Instruction: Convert the listing below into a JSON array of strings with one string per line, leaving out any blank lines.

++++ Excerpted records

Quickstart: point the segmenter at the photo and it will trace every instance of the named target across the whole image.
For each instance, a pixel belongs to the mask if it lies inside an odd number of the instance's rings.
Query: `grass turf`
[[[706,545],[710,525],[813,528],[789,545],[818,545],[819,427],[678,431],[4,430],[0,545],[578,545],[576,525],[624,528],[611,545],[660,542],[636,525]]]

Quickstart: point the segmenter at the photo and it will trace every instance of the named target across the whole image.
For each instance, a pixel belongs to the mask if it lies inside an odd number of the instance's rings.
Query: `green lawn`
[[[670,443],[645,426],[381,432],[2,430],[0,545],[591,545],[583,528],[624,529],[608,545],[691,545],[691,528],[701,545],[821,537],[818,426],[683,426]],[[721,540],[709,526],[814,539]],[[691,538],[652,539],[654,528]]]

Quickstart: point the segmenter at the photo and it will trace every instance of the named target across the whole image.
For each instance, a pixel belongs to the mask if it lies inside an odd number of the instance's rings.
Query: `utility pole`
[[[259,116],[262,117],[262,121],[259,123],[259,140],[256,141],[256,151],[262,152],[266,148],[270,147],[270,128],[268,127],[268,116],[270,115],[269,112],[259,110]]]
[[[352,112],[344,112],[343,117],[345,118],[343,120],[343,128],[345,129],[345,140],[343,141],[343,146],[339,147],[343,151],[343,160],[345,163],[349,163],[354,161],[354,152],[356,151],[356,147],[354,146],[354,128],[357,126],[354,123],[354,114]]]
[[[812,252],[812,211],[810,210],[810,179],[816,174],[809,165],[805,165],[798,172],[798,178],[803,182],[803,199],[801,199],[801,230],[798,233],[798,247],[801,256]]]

++++++++

Exercise solution:
[
  "Quickstart: point the segmenter at the photo and it will trace every instance of the named target across the whole image.",
  "For each instance, a pixel belongs to the mask if it lies inside an odd number of the instance's rings.",
  "Query: `grass turf`",
  "[[[706,545],[710,525],[813,528],[789,545],[818,545],[819,427],[678,431],[4,430],[0,545],[578,545],[576,525],[624,528],[611,545],[660,542],[636,525]]]",
  "Quickstart: point the segmenter at the photo and it will trace every instance of the named target across the whole image.",
  "For each instance, a pixel belongs to the mask if it lies inside an odd number of the instance's rings.",
  "Query: `green lawn`",
  "[[[670,443],[645,426],[381,432],[2,430],[0,545],[591,545],[583,528],[624,529],[608,545],[691,545],[691,528],[701,545],[821,537],[818,426],[683,426]],[[721,540],[709,526],[814,539]],[[691,538],[652,539],[654,528]]]",
  "Quickstart: point the segmenter at the photo and it will trace every instance of the named target across the whole image.",
  "For each instance, a pixel belongs to the mask if it lies inside an odd number of the instance's rings.",
  "Query: `utility pole`",
  "[[[259,116],[262,117],[262,121],[259,123],[259,140],[256,141],[256,151],[262,152],[266,148],[270,147],[270,128],[268,127],[268,116],[270,115],[269,112],[259,110]]]",
  "[[[352,112],[344,112],[343,117],[345,118],[343,120],[343,128],[345,129],[345,140],[343,141],[343,146],[339,147],[343,151],[343,160],[345,163],[349,163],[354,161],[354,152],[356,151],[356,147],[354,146],[354,128],[357,126],[354,123],[354,114]]]",
  "[[[812,252],[812,211],[810,210],[810,179],[816,174],[809,165],[805,165],[798,172],[798,178],[803,182],[803,199],[801,199],[801,230],[798,233],[798,247],[801,256]]]"
]